> Work item:
Keep only the lines from the top of the listing through the one with "rough mask: <svg", and reproduce them unaltered.

::: Material shown

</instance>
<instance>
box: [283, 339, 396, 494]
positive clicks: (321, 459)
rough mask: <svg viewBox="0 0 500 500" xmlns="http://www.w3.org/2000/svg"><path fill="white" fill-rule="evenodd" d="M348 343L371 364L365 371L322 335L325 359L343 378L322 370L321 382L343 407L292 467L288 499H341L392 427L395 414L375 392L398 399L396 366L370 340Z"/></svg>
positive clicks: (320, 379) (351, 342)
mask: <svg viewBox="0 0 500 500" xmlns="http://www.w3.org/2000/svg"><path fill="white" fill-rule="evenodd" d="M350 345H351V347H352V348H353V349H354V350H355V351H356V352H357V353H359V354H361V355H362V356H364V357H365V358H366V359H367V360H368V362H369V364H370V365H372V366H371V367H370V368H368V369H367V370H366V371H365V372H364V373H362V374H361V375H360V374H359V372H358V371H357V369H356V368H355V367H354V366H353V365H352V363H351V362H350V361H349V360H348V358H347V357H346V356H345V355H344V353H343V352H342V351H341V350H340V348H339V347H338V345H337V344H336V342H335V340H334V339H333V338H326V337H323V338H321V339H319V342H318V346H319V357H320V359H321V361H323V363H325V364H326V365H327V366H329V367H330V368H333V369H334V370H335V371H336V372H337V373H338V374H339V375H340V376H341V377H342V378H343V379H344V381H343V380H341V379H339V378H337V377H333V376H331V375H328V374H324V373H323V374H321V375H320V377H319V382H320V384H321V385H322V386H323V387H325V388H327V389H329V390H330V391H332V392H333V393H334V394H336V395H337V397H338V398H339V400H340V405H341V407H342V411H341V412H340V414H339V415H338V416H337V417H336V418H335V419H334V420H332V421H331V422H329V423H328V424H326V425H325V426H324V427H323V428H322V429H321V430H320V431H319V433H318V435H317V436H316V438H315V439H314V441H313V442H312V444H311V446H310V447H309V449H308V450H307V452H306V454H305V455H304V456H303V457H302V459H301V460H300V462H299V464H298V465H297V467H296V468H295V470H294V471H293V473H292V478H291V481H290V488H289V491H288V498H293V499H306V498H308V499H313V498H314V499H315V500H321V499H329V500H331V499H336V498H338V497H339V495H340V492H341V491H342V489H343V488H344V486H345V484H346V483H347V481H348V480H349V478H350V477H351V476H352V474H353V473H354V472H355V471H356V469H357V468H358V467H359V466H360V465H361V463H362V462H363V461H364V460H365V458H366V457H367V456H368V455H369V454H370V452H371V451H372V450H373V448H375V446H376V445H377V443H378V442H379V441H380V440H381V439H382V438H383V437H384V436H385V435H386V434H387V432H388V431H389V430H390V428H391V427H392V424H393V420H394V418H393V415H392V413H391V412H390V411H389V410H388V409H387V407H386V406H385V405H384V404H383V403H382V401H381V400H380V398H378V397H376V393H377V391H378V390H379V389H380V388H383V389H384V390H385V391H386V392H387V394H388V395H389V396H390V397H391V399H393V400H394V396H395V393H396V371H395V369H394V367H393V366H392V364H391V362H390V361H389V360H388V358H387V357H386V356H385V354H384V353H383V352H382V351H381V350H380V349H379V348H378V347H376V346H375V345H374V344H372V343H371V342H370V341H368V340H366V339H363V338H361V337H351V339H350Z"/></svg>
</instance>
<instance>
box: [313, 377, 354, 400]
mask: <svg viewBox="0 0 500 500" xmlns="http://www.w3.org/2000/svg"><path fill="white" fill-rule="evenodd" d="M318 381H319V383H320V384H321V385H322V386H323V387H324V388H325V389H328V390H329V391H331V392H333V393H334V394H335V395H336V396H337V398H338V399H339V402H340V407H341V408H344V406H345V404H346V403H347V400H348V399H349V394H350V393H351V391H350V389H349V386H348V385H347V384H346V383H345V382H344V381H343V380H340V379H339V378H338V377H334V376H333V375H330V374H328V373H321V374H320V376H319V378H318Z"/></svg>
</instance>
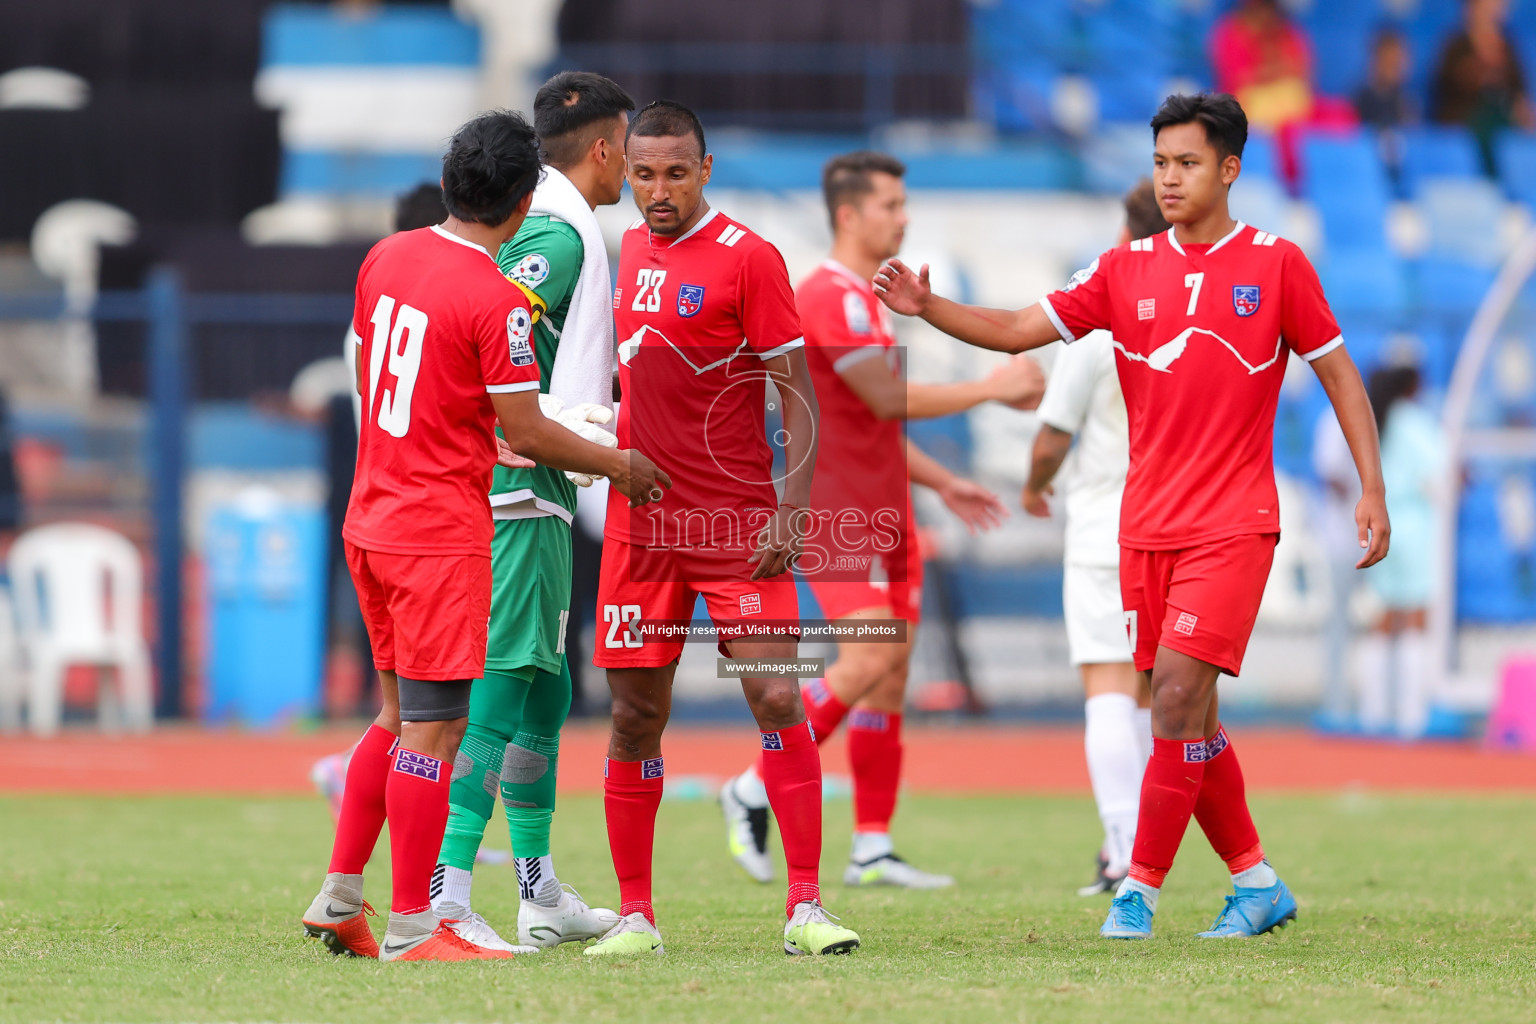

::::::

> Reply:
</instance>
<instance>
box: [283, 339, 396, 494]
positive clicks: (321, 459)
rough mask: <svg viewBox="0 0 500 500" xmlns="http://www.w3.org/2000/svg"><path fill="white" fill-rule="evenodd" d="M348 343L371 364L365 371L322 335L325 359L343 378L322 370L321 382L343 407L292 467L288 499H341L392 427L395 414L375 392L398 399L396 366L370 340Z"/></svg>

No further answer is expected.